К этому же времени относится и превосходный цикл работ, запечатлевших скромный домик местного таможенника. В истории Пурвиля этот таможенник играл значительную роль. «Он принял на себя наследие Церкви и Империи, — пишет анонимный автор в путеводителе XIX века, — и стражем стал на часах. Ему принадлежит право взимать пошлины за морской промысел, дороги и мосты, как и за обломки разрушенных во время крушения кораблей. Но все обилие почестей и привилегий не способно разлучить его с глубокой тоской, поселившейся здесь вместе с ним. Как часто взор его туманится при виде этого огромного моря, чей далекий горизонт лишь изредка оживляют черные точки парусов; при виде этих утесов, изъеденных временем и волнами, этих скал, выступающих из вод морских в Айи подобно акульим зубам, и этих нескончаемых груд гальки, которые океан без устали катает по берегу с шумом, напоминающим звон цепей…»[57]
Глядя на картины Моне, мы и в самом деле словно слышим этот шум и представляем себе, как его кисть ложилась на холст, разбиваясь об него, как разбиваются волны о скалистые утесы Айи.
Приближался октябрь. У детей начинался учебный год, а значит, пришла пора расстаться с виллой «Жюльетта» и возвращаться в Пуасси — город, который так и не смог расположить к себе Моне.
— Наверное, я расторгну договор, — объявил он Алисе. — А пока проедусь по побережью Сены. Сколько там красивых городов! Неужели мы не найдем себе подходящий дом?
И он уехал, не взяв с собой ни мольберта, ни красок, ни холстов. Цель поездки можно выразить одним словом: разведка.
Подробности этого путешествия нам неизвестны. Единственное, в чем можно быть уверенными, это то, что двигался он вниз по течению Сены, если считать от Пуасси. Река словно притягивала его к себе, и особенно влекли его места, близкие к устью, к берегам Ла-Манша. Выкроил ли он во время этого паломничества пару часов, чтобы заглянуть в Ветей и если не помолиться, ибо в Бога не верил, то хотя бы просто преклонить голову на могиле бедной Камиллы? Нам хочется верить, что так и было. Но Алисе, разумеется, он не обмолвился об этом ни словом.
Возможно, он побывал в Рольбуазе, куда в скором времени приедут работать художники Максимильен Люс и Вейе; проехал через Боньер и Глотон, где много лет назад якобы пытался утопиться; заглянул в Бенкур… Добрался ли он до Вернона? Мы полагаем, что да, и скоро читатель поймет, почему.
Однако вернулся он ни с чем.
Между тем, его поджидали хорошие новости. Дюран-Рюэль купил 26 полотен с видами Пурвиля. Гонорар художника составил 11 тысяч франков![58]
Эту радость слегка омрачило письмо, пришедшее из Руана от брата Леона.

--- --- ---

= Краткое задание 1 =
Перечислите все населенные пункты, упомянутые в абзаце текста о Моне, который начинается словами «Возможно, он побывал в Рольбуазе».

= Исходные данные =
--- --- ---

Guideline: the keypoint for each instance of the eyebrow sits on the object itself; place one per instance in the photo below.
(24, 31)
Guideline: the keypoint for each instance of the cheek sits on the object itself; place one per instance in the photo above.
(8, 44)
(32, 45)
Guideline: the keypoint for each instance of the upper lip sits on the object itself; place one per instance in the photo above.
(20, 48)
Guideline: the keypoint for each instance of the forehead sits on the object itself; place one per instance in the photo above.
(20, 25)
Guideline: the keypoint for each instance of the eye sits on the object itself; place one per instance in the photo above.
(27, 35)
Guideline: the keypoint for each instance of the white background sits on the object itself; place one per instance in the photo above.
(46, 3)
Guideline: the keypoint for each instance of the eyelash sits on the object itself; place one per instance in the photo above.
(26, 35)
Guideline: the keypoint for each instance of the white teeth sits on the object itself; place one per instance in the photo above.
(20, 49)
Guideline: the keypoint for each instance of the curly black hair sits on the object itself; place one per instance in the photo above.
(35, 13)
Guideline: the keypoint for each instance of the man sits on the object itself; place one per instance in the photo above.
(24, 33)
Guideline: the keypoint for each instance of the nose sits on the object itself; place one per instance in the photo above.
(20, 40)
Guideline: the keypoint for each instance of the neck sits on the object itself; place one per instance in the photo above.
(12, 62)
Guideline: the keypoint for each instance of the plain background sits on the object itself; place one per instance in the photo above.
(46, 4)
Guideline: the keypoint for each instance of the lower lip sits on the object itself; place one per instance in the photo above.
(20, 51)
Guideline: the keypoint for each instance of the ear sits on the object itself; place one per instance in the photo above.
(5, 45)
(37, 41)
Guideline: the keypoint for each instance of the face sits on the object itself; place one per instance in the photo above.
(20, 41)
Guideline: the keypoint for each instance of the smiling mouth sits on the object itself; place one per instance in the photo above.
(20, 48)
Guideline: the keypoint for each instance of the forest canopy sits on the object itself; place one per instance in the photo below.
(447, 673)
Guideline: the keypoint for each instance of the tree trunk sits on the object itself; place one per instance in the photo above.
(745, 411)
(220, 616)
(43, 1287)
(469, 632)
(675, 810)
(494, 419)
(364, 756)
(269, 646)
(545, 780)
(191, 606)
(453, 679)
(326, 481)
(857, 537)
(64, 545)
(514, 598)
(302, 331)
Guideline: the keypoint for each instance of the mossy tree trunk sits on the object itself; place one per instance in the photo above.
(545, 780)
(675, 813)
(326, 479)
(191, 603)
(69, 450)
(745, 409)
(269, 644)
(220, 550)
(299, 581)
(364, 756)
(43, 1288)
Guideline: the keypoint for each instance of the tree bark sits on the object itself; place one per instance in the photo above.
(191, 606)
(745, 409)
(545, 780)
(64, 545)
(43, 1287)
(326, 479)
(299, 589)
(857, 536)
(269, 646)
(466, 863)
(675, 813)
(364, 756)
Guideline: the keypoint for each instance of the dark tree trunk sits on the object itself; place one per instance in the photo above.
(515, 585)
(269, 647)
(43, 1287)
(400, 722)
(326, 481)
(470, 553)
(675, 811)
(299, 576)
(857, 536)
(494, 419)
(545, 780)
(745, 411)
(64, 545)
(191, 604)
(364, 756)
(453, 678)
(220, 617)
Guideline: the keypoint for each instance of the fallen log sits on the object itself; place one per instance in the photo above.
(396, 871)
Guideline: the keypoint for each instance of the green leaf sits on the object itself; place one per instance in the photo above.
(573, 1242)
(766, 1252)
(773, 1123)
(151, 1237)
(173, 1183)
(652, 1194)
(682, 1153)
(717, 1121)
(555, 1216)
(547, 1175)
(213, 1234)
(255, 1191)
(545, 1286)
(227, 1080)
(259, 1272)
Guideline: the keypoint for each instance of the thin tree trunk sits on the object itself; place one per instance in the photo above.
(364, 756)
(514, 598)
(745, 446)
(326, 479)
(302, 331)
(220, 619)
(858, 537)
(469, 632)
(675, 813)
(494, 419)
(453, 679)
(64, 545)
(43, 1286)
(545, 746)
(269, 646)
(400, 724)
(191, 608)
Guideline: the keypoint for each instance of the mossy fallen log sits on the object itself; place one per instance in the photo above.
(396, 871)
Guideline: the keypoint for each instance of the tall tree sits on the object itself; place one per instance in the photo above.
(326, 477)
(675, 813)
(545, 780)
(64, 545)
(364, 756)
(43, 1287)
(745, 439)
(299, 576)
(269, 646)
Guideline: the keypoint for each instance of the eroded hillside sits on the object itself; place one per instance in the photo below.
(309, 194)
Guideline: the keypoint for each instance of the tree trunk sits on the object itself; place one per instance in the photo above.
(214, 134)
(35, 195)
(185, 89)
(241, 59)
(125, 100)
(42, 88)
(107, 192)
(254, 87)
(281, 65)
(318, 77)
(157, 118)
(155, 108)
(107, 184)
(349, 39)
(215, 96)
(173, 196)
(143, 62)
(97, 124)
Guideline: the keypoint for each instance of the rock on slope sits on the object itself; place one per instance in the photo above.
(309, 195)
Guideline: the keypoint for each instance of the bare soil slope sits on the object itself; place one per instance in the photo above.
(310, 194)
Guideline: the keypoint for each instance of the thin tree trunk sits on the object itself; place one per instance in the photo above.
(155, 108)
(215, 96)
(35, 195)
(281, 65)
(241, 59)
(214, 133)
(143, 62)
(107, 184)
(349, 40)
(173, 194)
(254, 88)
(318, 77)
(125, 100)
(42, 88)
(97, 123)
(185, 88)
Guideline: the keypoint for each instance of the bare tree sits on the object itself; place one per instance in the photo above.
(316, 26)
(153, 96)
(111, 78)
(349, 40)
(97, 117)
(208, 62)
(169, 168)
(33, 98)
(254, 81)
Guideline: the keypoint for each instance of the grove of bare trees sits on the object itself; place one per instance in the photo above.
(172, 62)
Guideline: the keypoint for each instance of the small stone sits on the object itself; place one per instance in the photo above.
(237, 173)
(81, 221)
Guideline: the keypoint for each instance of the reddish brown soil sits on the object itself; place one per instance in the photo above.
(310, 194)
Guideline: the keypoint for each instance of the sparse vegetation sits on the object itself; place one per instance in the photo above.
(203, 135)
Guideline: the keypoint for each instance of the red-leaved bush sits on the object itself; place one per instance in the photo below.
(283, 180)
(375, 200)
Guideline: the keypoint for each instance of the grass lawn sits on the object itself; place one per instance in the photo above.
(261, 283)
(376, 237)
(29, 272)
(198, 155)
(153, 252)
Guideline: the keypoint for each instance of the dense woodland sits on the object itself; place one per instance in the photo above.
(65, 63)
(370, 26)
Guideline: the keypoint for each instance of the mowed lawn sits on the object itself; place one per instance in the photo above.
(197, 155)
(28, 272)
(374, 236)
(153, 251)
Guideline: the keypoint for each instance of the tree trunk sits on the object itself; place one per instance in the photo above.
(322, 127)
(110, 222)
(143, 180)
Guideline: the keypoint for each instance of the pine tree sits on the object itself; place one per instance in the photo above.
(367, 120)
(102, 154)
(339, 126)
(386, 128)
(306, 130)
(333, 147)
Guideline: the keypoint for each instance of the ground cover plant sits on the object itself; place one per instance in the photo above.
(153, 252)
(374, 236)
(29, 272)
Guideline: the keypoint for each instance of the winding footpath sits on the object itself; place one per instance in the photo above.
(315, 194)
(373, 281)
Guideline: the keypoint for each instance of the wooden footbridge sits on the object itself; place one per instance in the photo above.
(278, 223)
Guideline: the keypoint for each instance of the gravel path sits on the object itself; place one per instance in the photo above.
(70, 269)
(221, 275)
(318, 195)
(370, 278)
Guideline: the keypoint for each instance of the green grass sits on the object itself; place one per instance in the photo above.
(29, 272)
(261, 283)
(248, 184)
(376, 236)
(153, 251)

--- --- ---

= Краткое задание 2 =
Воспроизведите без изменений фрагмент записей, который открывается строкой, содержащей «Guideline: the keypoint for each instance of the wooden», и продолжается до конца записей, включая обе границы.

= Итоговый ответ 1 =
Рольбуаз, Боньер, Глотон, Бенкур, Вернон

= Итоговый ответ 2 =
Guideline: the keypoint for each instance of the wooden footbridge sits on the object itself; place one per instance in the photo above.
(278, 223)
Guideline: the keypoint for each instance of the gravel path sits on the object itself; place one per instance in the photo above.
(70, 269)
(221, 275)
(318, 195)
(370, 278)
Guideline: the keypoint for each instance of the green grass sits on the object itself; place one per instance in the photo above.
(29, 272)
(261, 283)
(248, 184)
(376, 236)
(153, 251)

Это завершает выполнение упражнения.